Your answer must match the data word for word.

┌────────

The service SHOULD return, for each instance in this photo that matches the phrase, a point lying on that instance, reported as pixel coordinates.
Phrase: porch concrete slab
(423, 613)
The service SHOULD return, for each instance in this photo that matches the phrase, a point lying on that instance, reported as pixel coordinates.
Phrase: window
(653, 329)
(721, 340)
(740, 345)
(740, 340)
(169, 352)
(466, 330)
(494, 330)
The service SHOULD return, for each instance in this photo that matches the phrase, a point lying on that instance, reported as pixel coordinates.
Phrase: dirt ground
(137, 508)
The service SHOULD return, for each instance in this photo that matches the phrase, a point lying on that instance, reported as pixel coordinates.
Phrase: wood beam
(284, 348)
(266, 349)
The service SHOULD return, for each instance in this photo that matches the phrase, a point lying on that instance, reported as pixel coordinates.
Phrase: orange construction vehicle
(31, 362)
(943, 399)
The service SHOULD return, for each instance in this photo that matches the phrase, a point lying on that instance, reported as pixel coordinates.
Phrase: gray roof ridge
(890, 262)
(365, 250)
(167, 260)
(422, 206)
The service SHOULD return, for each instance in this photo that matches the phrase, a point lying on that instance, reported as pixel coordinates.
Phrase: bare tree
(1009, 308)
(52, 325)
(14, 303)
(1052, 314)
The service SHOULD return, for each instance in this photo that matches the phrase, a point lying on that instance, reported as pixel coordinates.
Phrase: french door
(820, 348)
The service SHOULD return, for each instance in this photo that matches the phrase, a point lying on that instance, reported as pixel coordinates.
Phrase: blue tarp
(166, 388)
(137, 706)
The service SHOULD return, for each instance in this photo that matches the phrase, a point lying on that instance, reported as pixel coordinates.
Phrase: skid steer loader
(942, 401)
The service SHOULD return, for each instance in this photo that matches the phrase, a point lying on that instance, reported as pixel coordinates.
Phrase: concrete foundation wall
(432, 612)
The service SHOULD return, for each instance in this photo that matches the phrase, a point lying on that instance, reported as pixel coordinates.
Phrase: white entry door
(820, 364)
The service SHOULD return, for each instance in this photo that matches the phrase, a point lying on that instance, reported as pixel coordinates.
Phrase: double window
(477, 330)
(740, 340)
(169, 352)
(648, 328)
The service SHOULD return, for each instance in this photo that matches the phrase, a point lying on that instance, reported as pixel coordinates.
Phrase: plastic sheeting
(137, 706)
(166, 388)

└────────

### EXERCISE OUTPUT
The service SHOULD return, for each instance in this photo that matches the phrase, a point lying on that instance, reported as pixel coordinates.
Phrase: porch concrete slab
(423, 613)
The service SHOULD return, for each instance in this photo that matches the phrase, a point lying on that instance, reported as pixel coordinates.
Phrase: window
(653, 329)
(721, 340)
(740, 345)
(740, 340)
(169, 352)
(466, 330)
(494, 330)
The service SHOULD return, for each instance in this photo that matches the phrase, a point lying on that instance, reported as pixel coordinates.
Phrase: dirt ground
(137, 508)
The service SHOULD return, for each instance in this photo that matches the phrase, a point lying on that instance, reported as pixel coordinates.
Phrase: wood beam
(284, 348)
(266, 349)
The service SHOULD return, for each instance in this photo that matches the phrase, a point lying on that instance, reported as pixel coordinates.
Phrase: orange construction vehicle
(31, 362)
(943, 399)
The service SHOULD return, for each instance in this photo that matches the phrase, a point lying on that instance, reported as pixel coordinates.
Phrase: gray roof ridge
(890, 262)
(365, 250)
(167, 260)
(422, 206)
The service SHOULD return, for each instance in this photo that matches the phrase, a point lying on that instance, reported as pixel coordinates.
Phrase: bare tree
(1009, 308)
(52, 325)
(14, 303)
(1052, 314)
The service SHOULD return, for each instance in this photo that matches the phrase, a point lying on that instance, reported as pixel coordinates.
Phrase: french door
(820, 348)
The service SHOULD return, for each instance in this photo that matches the phrase, a point lying on that instance, reported as pixel coordinates.
Phrase: blue tarp
(166, 388)
(137, 706)
The service SHOULD return, for each instance in this photo that matches the phrase, a point lying on that instance, reported as pixel coordinates.
Phrase: skid steer loader
(942, 401)
The service SHOULD return, for each instance in this photo that matches the phrase, a point lying on that instance, reported as pixel coordinates.
Phrase: concrete foundation wall
(432, 612)
The service SHOULD return, for each instance in this photo that matches the phrase, a point lying on that instance, reported as pixel coordinates.
Phrase: white entry door
(820, 364)
The service SHOULD return, for each instance in this photo that matches the phrase, a point lying on that instance, reported as pixel coordinates.
Phrase: double window
(477, 330)
(740, 340)
(169, 352)
(648, 328)
The service SHOULD return, for each instance in this photo that matches the phrase, a point lying on that instance, reported as pixel coordinates.
Phrase: plastic sheeting
(137, 706)
(166, 388)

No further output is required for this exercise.